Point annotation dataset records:

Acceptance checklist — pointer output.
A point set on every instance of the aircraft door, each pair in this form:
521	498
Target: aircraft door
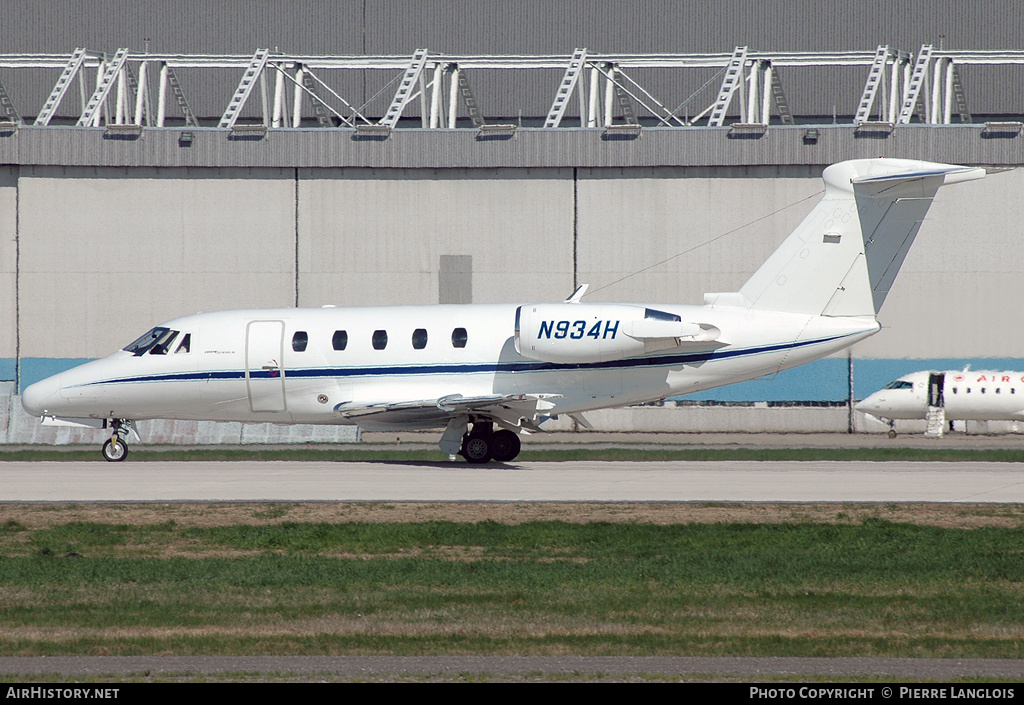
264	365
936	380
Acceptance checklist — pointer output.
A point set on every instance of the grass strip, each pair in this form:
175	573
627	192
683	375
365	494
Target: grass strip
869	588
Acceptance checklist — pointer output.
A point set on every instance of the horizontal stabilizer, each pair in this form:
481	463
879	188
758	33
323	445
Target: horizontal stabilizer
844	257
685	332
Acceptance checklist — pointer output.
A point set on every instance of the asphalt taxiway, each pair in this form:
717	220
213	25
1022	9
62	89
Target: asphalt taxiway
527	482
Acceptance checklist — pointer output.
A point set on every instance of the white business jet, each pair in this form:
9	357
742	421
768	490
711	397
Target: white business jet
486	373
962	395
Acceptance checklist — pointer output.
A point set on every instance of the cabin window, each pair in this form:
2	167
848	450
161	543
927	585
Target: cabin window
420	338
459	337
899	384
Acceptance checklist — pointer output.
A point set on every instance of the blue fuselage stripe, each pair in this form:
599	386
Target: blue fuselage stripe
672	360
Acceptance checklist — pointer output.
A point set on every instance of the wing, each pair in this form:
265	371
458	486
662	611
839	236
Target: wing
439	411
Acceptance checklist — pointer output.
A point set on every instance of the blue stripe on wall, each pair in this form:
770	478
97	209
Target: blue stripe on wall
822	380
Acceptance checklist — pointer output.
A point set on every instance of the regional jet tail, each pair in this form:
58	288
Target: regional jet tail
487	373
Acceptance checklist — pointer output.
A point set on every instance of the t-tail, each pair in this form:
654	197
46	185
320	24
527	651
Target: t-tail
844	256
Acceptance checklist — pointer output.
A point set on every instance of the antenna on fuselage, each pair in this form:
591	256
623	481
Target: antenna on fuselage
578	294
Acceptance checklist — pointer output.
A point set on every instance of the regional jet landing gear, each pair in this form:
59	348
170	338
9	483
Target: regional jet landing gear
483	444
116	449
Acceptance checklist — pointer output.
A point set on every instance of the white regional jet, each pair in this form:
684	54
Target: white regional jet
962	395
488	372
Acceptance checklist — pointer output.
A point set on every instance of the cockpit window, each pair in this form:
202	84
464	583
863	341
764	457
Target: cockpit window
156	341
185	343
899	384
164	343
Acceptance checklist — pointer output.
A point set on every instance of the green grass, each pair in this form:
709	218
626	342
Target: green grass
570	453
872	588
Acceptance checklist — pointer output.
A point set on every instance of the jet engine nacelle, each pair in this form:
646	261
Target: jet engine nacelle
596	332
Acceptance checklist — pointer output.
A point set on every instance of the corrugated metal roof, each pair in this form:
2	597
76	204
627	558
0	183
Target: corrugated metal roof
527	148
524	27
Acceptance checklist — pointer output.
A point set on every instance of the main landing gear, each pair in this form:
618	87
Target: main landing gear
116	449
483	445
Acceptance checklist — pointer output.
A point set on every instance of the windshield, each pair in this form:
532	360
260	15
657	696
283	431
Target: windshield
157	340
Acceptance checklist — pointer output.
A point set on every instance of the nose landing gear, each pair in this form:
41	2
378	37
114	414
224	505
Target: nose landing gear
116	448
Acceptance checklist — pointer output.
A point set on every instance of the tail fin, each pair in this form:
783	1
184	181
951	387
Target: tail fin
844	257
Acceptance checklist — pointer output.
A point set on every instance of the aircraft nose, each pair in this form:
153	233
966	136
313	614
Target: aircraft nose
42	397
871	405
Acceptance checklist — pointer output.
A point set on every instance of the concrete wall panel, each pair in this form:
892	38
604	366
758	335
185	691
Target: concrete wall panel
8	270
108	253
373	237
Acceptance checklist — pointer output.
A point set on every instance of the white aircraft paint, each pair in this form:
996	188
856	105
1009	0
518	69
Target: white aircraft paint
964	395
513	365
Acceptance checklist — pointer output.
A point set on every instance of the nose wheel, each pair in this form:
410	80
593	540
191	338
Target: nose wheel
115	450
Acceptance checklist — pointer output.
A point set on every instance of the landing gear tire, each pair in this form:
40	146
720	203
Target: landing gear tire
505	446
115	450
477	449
...
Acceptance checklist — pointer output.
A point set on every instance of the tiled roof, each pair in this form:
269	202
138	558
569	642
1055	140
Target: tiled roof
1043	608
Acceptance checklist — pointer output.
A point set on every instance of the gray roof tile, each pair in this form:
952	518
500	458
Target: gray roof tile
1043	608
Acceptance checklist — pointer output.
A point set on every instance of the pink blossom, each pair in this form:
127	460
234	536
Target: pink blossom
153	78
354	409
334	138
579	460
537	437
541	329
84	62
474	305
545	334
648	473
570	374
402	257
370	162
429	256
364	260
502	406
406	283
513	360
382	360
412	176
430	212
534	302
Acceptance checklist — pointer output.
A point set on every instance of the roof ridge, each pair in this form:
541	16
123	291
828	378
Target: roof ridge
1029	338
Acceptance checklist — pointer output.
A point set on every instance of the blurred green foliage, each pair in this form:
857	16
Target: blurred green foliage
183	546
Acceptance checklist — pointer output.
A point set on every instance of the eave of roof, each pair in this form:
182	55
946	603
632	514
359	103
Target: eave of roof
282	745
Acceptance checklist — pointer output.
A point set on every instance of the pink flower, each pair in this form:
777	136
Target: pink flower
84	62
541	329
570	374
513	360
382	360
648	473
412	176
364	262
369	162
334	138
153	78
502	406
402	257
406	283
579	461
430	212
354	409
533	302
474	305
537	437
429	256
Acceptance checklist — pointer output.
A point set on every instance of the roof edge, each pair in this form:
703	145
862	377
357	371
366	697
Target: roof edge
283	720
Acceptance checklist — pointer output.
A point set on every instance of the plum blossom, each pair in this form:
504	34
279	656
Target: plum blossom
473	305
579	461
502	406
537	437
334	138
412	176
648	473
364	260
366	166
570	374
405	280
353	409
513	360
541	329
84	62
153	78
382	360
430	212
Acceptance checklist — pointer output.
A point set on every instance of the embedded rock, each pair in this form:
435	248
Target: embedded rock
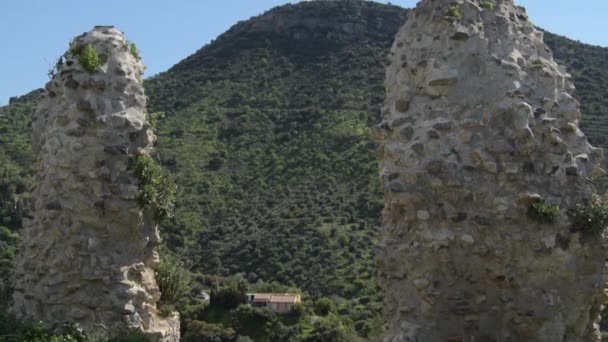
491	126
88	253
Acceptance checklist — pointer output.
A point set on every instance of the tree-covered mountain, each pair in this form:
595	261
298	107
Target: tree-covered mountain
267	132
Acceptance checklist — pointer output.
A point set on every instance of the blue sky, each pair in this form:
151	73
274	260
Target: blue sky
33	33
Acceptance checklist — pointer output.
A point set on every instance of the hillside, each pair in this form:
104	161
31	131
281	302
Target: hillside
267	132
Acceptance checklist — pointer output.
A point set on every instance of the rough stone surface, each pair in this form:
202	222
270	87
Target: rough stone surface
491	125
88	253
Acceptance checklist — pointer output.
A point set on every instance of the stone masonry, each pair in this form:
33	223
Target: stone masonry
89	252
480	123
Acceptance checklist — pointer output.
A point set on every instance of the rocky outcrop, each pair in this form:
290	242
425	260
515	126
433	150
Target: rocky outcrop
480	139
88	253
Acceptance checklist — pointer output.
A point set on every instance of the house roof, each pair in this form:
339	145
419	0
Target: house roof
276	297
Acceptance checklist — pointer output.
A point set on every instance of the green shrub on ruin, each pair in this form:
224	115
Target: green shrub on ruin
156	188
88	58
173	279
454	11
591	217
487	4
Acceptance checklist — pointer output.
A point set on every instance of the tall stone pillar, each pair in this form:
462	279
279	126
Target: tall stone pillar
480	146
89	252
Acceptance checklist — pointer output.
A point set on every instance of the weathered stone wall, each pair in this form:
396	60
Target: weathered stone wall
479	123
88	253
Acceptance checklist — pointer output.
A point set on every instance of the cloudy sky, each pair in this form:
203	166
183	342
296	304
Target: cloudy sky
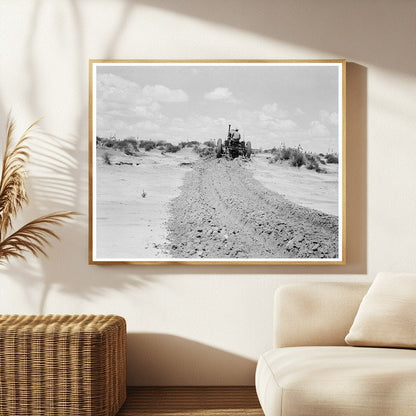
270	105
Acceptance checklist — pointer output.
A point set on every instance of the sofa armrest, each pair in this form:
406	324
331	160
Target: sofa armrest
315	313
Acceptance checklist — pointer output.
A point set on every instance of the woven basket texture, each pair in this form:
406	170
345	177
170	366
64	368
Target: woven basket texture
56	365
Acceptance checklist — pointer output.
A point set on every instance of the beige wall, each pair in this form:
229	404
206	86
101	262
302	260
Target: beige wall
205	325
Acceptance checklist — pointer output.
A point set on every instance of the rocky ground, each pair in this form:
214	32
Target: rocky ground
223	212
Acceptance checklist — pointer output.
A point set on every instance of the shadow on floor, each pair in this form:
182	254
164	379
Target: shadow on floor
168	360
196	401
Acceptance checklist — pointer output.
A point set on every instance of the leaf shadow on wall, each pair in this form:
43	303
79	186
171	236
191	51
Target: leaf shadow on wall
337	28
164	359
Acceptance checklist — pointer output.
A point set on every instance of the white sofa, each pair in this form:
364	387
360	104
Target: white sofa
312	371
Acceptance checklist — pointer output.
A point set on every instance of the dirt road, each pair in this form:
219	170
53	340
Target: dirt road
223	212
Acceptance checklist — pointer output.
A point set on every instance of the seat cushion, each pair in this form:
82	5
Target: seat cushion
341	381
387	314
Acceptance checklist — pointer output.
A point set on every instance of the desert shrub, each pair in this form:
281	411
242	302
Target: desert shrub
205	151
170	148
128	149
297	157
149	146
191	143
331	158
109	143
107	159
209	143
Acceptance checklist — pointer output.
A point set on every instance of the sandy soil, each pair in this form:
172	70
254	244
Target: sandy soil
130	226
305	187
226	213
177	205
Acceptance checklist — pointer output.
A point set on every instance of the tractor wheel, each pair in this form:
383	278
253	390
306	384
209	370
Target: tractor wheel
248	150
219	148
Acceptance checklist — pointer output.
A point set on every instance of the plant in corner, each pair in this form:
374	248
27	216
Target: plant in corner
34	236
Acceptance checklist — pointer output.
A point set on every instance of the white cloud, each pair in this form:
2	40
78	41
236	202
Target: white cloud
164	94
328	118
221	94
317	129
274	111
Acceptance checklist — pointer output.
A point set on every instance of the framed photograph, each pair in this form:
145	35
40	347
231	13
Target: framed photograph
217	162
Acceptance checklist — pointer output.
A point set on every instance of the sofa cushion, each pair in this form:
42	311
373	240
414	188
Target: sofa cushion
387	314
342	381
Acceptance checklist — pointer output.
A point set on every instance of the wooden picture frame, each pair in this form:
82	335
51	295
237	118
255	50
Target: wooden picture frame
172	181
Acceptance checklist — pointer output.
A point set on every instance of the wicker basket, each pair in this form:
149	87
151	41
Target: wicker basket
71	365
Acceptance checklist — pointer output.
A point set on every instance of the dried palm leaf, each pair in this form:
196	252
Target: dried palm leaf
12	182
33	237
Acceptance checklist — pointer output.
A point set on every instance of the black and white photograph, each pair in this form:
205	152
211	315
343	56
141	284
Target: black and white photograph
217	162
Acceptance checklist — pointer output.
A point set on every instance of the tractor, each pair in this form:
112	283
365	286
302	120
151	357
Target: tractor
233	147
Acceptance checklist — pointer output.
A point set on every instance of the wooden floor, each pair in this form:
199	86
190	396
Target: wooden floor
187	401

- PROBLEM TO WORK ON -
Which lines in the records above contain the word "taxiway"? Return every one of them in full, matching case exactly.

- PROBLEM SOLUTION -
A point set on every instance of the asphalt taxiway, each pair in this form:
Target: asphalt taxiway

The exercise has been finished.